> _Fonte_

Inconformada, a seguradora interpôs recurso de apelação, mas a Relação do Porto negou provimento ao recurso, mantendo a sentença apelada.
Novamente inconformada traz-nos a Seguradora a presente revista, tendo rematado a sua alegação com as seguintes conclusões:

1.         O douto acórdão do Tribunal da Relação, confirmou na íntegra a douta sentença proferida pela primeira instância que, considerou que a violação das regras de segurança não foi causal do acidente em apreço.

2.         Salvo todo o devido respeito, as instâncias recorridas efectuaram uma errada interpretação e aplicação da lei.

3.         Encontram-se enumerados e provados todos os factos necessários à aplicação articulada dos artigos 6º, 18° e 37° da Lei 100/97, de 13 de Setembro (Neste sentido, veja-se, "Factos Provados" pontos 4 a 17 da sentença da primeira instância).

4.         Ao contrário do que vem aludido no douto acórdão recorrido, ficou amplamente provado que o acidente ocorreu por causa da violação das regras de segurança.

5.         Tendo também ficado provado (dentro dos limites do possível e do razoável) as "... reais causas do acidente...".

6.         A causa do acidente foi a queda do sinistrado provocada pela força da gravidade não contrariada pela falta de implementação de qualquer sistema de segurança individual ou colectiva.

7.         É isto que decorre das regras normais da experiência comum, sendo um facto notório e não carecendo de mais prova do que a produzida nos autos (n° 1, art° 514° do Cód. Proc. Civil).

8.         Encontrando-se portanto totalmente provados os factos necessários a assegurar o nexo causal, conforme este vem previsto no artigo 563° do Cód. Civil.

> _Material fornecido_
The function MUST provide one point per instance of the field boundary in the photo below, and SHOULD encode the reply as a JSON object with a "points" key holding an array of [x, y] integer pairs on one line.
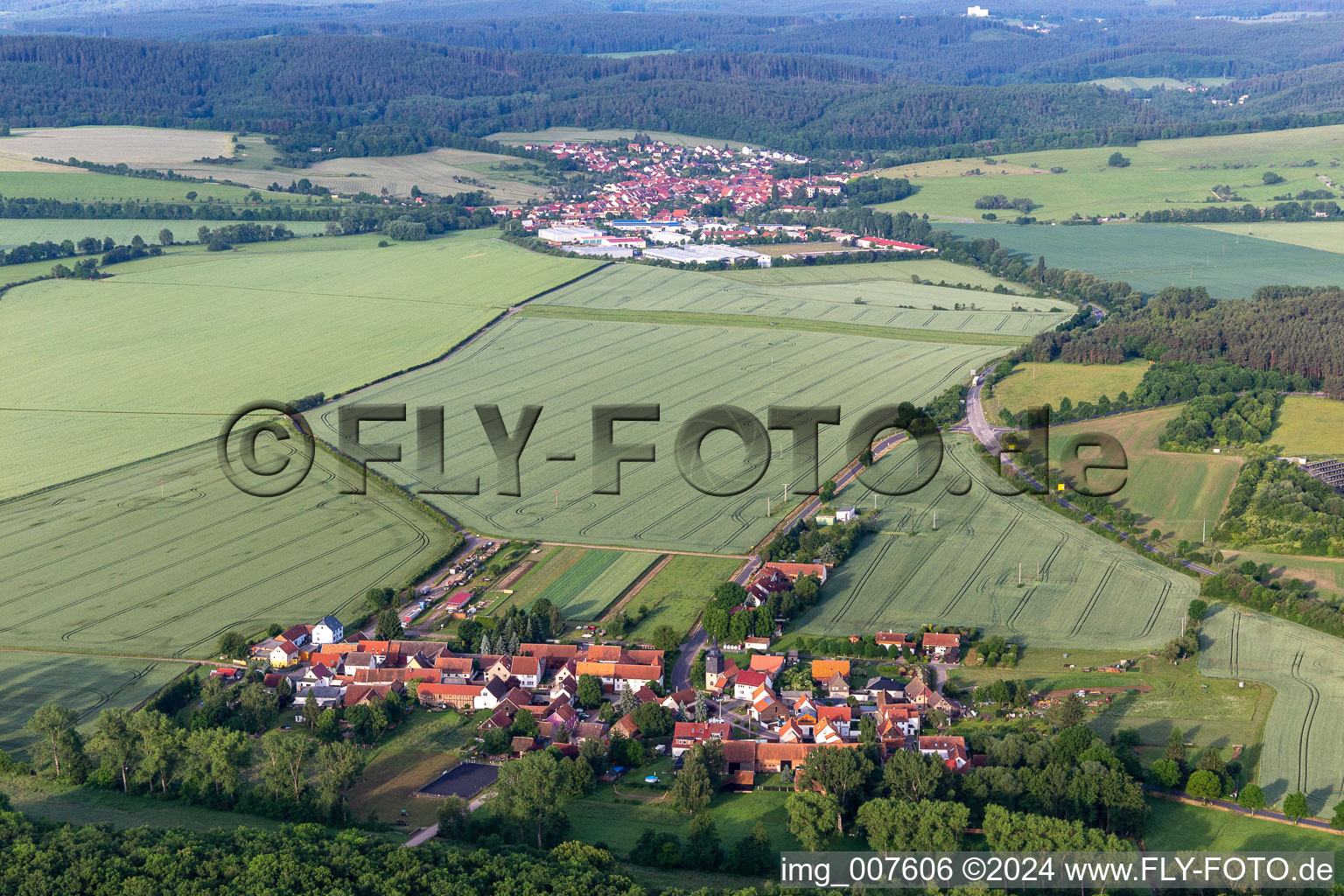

> _Exercício breve A_
Enumere todos os artigos de lei citados no texto sobre o recurso da seguradora e indique o diploma a que cada um pertence.
> _Exercício breve B_
Transcreva o trecho do texto sobre o recurso da seguradora entre "6.         A causa" e "individual ou colectiva.", inclusive.
Este material é independente do texto sobre o recurso da seguradora.

> _Resultado da tarefa A_
- Artigo 6º da Lei 100/97, de 13 de Setembro
- Artigo 18º da Lei 100/97, de 13 de Setembro
- Artigo 37º da Lei 100/97, de 13 de Setembro
- Artigo 514º, n.º 1, do Código de Processo Civil
- Artigo 563º do Código Civil

> _Resultado da tarefa B_
6.         A causa do acidente foi a queda do sinistrado provocada pela força da gravidade não contrariada pela falta de implementação de qualquer sistema de segurança individual ou colectiva.